### Task prompt
Can you reproduce all of the data below word for word, leaving out the pictures?

++++++

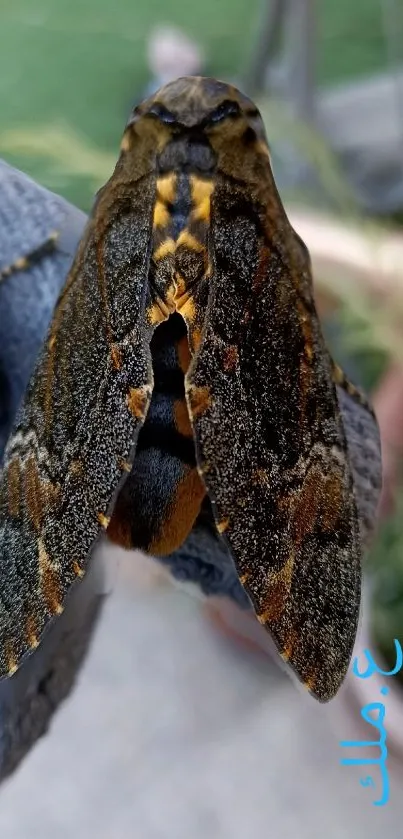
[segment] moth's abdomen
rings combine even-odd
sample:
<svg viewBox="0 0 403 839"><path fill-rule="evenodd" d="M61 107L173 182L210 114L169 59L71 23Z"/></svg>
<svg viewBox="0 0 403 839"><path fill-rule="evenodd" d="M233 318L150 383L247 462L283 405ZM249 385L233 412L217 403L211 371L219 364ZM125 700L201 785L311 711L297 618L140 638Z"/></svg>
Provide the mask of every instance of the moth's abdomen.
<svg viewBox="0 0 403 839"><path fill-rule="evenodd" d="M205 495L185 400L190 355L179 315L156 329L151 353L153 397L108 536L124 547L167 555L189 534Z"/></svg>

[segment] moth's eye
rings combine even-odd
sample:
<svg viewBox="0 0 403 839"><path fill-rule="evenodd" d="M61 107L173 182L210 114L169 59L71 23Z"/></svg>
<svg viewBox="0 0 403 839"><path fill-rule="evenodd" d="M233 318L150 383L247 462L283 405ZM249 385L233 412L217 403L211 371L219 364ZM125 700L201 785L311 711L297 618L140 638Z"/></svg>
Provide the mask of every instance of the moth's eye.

++++++

### Correct result
[segment] moth's abdomen
rings combine even-odd
sample:
<svg viewBox="0 0 403 839"><path fill-rule="evenodd" d="M61 107L173 182L210 114L169 59L71 23Z"/></svg>
<svg viewBox="0 0 403 839"><path fill-rule="evenodd" d="M233 318L150 383L247 462L283 405ZM249 385L233 412L217 403L211 371L219 364ZM125 700L201 785L311 711L297 618L140 638Z"/></svg>
Provide the mask of every instance of the moth's abdomen.
<svg viewBox="0 0 403 839"><path fill-rule="evenodd" d="M205 495L185 400L190 355L179 315L156 329L151 353L153 397L108 536L124 547L167 555L189 534Z"/></svg>

[segment] moth's eye
rings combine even-odd
sample:
<svg viewBox="0 0 403 839"><path fill-rule="evenodd" d="M61 107L173 182L210 114L169 59L71 23Z"/></svg>
<svg viewBox="0 0 403 839"><path fill-rule="evenodd" d="M233 318L150 383L247 462L283 405ZM249 385L233 412L217 403L211 371L219 364ZM125 700L201 785L311 711L297 618L140 638Z"/></svg>
Provide the mask of every instance of the moth's eye.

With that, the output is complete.